_OBJECTIF DE L'EXERCICE:_ Pouvez-vous reprendre l'extrait fourni sur les relations entre Carrefour et ses franchisés et le poursuivre après sa dernière phrase ?

_EXTRAIT FOURNI:_
82. Les franchisés, quant à eux, ont cependant déclaré qu'ils rencontraient en pratique des difficultés pour s'approvisionner auprès de fournisseurs tiers non référencés par CSF pour les produits qui sont également proposés par les fournisseurs directs référencés. Ainsi, lors d'une audition, M. Z..., un ancien franchisé Shopi, a déclaré : " Avant, j'étais livré en viande par l'entrepôt Carrefour de Hazebrouck. En 1994, une société est venue me démarcher, Montdidier viande, en me proposant des conditions d'achat beaucoup plus favorables. J'ai donc changé de fournisseur pour la viande, de même que beaucoup d'autres franchisés Shopi du secteur, à qui j'avais communiqué l'information. Au bout d'un an - un an et demi, Montdidier viande a rompu nos relations en me disant que Prodim leur avait interdit de livrer tous les magasins Shopi en direct, en l'échange de quoi ils achetaient chez eux toute la viande de porc pour leur entrepôt d'Hazebrouck. Un an après, Montdidier viande est revenu me voir, car Prodim, ayant obtenu satisfaction, avait cessé de s'approvisionner chez eux. Quelques mois plus tard, Montdidier viande a déposé le bilan ".

83. En pratique, les taux de fidélité des franchisés s'élèvent au total et par réseau, à 55,17 % en 2005 et à 55,50 % en 2006 pour le réseau Shopi, à 52,09 % en 2005 et à 52,77 % en 2006 pour le réseau 8 à Huit et à 63,36 % en 2005 et à 63,42 % en 2006 pour le réseau Marché Plus. Ces taux de fidélité pour 2006 correspondent à des taux d'achat HT entrepôts sur achats HT totaux magasins d'environ 77,6 % pour le réseau Shopi, 72,8 % pour le réseau 8 à Huit et 84,1 % pour Marché Plus.

84. Les marques propres quant à elles représentent, en moyenne, 22 % des références d'un magasin Shopi et respectivement 30 et 28 % de celles d'un magasin 8 à Huit et Marché Plus.

b) Les pratiques relatives à la politique tarifaire des franchisés

85. Dans sa saisine, le SEFAG indique que Carrefour contraint par différents moyens les franchisés à appliquer les prix conseillés par le fournisseur CSF.

L'opacité des conditions tarifaires du fournisseur

L'absence de conditions générales de vente

86. Contrairement aux exigences posées par l'article L. 441-6 du Code de commerce, CSF ne communiquait pas à ses clients franchisés de conditions générales de vente, malgré les demandes répétées de plusieurs d'entre eux. Selon les déclarations recueillies auprès du directeur juridique contentieux France de Carrefour : " Il n'existe pas de conditions générales de vente en tant que document unique mais un contrat d'approvisionnement, accompagné des extraits des CGV au dos des factures, du cadencier, et la vision des prix sur le logiciel Meti (le back office) ainsi que la convention de ristourne d'achat et de fidélité ".

_ENTRÉES EXTRAITES:_

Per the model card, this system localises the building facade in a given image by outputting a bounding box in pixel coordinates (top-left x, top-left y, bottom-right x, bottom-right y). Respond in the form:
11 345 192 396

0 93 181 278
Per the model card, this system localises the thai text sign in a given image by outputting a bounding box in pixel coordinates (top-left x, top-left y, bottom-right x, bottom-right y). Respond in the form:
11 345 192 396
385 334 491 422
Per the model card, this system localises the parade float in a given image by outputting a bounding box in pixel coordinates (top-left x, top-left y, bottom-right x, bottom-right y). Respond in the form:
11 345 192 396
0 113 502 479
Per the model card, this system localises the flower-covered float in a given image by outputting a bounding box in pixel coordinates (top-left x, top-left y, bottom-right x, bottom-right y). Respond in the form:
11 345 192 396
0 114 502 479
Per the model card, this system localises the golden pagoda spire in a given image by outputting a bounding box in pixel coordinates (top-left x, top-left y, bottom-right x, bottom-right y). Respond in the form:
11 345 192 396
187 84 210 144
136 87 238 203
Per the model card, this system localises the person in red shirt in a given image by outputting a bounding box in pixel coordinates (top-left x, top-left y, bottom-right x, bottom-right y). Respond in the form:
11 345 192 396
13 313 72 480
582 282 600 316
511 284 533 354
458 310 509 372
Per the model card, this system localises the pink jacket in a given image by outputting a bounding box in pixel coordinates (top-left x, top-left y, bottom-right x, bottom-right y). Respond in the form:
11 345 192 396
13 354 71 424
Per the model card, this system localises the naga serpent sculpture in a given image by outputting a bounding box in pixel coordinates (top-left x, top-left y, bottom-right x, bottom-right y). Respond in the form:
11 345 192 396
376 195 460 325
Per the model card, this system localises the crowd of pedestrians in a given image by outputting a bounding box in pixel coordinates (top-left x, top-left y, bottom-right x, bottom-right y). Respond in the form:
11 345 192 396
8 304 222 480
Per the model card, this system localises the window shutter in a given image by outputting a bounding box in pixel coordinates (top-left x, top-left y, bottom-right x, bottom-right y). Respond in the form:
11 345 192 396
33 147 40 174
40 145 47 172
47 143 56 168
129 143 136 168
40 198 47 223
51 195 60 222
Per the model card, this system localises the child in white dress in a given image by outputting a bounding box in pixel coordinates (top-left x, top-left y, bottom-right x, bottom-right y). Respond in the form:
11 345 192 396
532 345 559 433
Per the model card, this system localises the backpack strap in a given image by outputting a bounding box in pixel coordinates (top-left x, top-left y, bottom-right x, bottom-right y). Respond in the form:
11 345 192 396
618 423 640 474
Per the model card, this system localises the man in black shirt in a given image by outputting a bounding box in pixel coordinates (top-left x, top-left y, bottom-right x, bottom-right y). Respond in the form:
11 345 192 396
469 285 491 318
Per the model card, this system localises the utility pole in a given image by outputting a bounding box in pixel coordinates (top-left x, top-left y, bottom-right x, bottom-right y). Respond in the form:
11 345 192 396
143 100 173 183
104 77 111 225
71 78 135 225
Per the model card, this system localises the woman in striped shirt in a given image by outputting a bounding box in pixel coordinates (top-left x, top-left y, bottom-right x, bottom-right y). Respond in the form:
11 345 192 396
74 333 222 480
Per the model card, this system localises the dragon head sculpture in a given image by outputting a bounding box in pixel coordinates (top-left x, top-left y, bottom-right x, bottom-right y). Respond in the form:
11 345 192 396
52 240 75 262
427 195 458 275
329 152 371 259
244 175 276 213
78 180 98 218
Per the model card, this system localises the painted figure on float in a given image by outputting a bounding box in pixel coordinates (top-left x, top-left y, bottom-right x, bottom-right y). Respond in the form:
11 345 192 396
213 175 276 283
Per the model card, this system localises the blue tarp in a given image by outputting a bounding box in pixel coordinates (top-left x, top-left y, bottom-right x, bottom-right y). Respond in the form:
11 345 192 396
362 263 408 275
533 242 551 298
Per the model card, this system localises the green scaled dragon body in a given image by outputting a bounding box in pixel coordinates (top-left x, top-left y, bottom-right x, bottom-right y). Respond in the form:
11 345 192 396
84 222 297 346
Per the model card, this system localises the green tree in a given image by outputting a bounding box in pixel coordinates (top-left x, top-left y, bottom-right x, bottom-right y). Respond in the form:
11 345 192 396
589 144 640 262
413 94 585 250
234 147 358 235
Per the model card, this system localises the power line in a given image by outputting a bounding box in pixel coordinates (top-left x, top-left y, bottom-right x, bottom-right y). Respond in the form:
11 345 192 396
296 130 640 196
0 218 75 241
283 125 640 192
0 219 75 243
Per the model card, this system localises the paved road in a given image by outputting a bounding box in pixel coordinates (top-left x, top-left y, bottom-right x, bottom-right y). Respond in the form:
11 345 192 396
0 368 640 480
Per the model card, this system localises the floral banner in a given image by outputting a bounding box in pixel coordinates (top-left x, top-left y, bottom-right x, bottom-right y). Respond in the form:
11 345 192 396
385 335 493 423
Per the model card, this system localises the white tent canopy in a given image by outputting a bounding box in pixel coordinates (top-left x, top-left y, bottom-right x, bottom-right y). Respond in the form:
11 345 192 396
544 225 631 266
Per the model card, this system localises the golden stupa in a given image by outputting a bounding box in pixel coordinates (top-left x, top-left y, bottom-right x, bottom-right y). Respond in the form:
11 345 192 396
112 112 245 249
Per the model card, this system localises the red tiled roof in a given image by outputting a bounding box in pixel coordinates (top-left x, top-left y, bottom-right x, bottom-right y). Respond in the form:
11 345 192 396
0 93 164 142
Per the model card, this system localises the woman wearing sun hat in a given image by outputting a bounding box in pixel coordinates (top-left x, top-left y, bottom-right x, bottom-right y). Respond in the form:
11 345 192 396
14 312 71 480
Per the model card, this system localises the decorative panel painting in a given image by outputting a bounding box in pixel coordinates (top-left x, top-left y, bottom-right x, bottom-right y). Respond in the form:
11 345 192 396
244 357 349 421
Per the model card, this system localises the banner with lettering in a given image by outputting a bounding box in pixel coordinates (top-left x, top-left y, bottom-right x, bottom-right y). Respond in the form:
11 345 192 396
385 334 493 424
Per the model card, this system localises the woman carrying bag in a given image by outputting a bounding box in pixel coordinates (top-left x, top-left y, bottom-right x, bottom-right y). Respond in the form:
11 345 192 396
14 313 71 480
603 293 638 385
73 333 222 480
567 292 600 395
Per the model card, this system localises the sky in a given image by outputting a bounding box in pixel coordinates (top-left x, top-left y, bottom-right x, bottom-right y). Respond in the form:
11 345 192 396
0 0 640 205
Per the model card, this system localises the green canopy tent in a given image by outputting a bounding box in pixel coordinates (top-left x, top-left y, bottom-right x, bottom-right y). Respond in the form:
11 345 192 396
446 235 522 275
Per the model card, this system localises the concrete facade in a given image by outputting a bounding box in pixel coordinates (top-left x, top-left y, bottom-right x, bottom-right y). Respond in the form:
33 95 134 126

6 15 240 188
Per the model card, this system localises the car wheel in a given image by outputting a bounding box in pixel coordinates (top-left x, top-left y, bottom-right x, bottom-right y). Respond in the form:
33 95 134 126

_RÉPONSE:_
87. Depuis le 1er mai 2008, les conditions générales de vente applicables dans les trois réseaux de franchise figurent désormais dans un document unique, conformément à l'article L. 441-6 du Code de commerce, précité.

La complexité du système des remises et des ristournes

88. Selon le SEFAG, Carrefour serait dotée d'un système de remises et ristournes complexe qui inciterait les franchisés à pratiquer les prix de vente conseillés. Ainsi, la ristourne "volumique" (voir paragraphes 70 à 72) s'accompagnerait des ristournes tarifaires, des remises différées et des renvois de marge.

89. Les ristournes tarifaires bénéficient aux magasins situés dans une zone de concurrence intense. En effet, les franchisés bénéficiaires sont ceux à l'OPUS (1) 100 et 102,5 dans le réseau Shopi (23,96 % des 576 franchisés), ceux à l'OPUS 112 du réseau 8 à Huit (10,73 % des 736 franchisés), et ceux à l'OPUS 105 du réseau Marché Plus (0,91 % des 328 franchisés).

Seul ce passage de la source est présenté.